Все это были, однако, не более как шалости, довольно опасного, пожалуй, свойства, и неразумные увлечения молодости, не переходившие, впрочем, в порочность. Помню, как после одного из заседаний С.-Петербургского педагогического общества, в котором много говорилось о школьной дисциплине, К. Д. Ушинский, как бы продолжая спор в небольшом кружке лиц, вспоминал приволье и свободу своей школьной поры и в положительной форме заявил, что за все время его учения в гимназии он не помнит чего-нибудь позорного, бесчестного и преступного со стороны учащихся. Это объясняется, с одной стороны, известного рода традициями в самой среде учащихся, что можно и чего нельзя в известном возрасте; с другой же стороны, – контролем за учащимися со стороны самого городского общества. Пренебрегая шалостями, глядя на них, как говорится, сквозь пальцы, местное общество, точнее – те семьи, которым сдавали родители своих детей, – были, в общем, недурными “дозорцами” за их нравственностью в серьезном смысле слова: умели сдержать юнцов, если шалости грозили принять явно дурной оборот.

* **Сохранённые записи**

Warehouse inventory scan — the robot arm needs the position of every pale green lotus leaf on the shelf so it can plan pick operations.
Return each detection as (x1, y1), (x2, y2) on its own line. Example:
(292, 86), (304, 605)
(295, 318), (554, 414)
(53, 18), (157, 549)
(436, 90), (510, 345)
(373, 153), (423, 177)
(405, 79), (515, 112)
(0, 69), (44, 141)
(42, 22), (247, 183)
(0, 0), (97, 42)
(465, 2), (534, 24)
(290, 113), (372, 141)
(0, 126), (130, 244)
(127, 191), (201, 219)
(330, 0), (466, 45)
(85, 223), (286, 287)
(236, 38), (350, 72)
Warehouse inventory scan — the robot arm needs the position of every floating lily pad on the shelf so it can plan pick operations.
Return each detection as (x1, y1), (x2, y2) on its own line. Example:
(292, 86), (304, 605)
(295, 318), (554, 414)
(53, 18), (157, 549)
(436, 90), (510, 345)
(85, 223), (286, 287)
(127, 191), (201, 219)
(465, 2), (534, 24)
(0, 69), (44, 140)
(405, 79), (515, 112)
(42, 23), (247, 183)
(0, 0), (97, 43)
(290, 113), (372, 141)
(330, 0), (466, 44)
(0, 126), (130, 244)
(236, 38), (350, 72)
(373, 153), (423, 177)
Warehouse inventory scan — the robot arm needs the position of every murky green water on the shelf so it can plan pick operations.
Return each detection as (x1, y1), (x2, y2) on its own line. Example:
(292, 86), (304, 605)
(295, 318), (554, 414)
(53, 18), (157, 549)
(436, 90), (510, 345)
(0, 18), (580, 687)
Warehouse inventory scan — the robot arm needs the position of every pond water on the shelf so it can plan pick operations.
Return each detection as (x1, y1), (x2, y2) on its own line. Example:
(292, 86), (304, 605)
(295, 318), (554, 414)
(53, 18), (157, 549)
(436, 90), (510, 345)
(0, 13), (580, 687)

* **ЗАДАНИЯ**
1. Чем, согласно фрагменту, объясняется то, что за время учения Ушинского в гимназии со стороны учащихся не было ничего позорного? Ответьте в одном–трёх предложениях.
2. Выпишите из фрагмента все определения, которыми Ушинский описал то, чего он не помнит со стороны учащихся за время своего учения в гимназии.
3. После заседания какого общества Ушинский, по словам фрагмента, вспоминал свою школьную пору?

* **ОТВЕТЫ К ЗАДАНИЯМ**
1. С одной стороны, это объясняется традициями в самой среде учащихся о том, что можно и чего нельзя в известном возрасте. С другой стороны, за учащимися следило городское общество: семьи, которым родители сдавали детей, смотрели на шалости сквозь пальцы, но умели сдержать юнцов, если шалости грозили принять явно дурной оборот.

2. Позорного, бесчестного, преступного.

3. После заседания С.-Петербургского педагогического общества.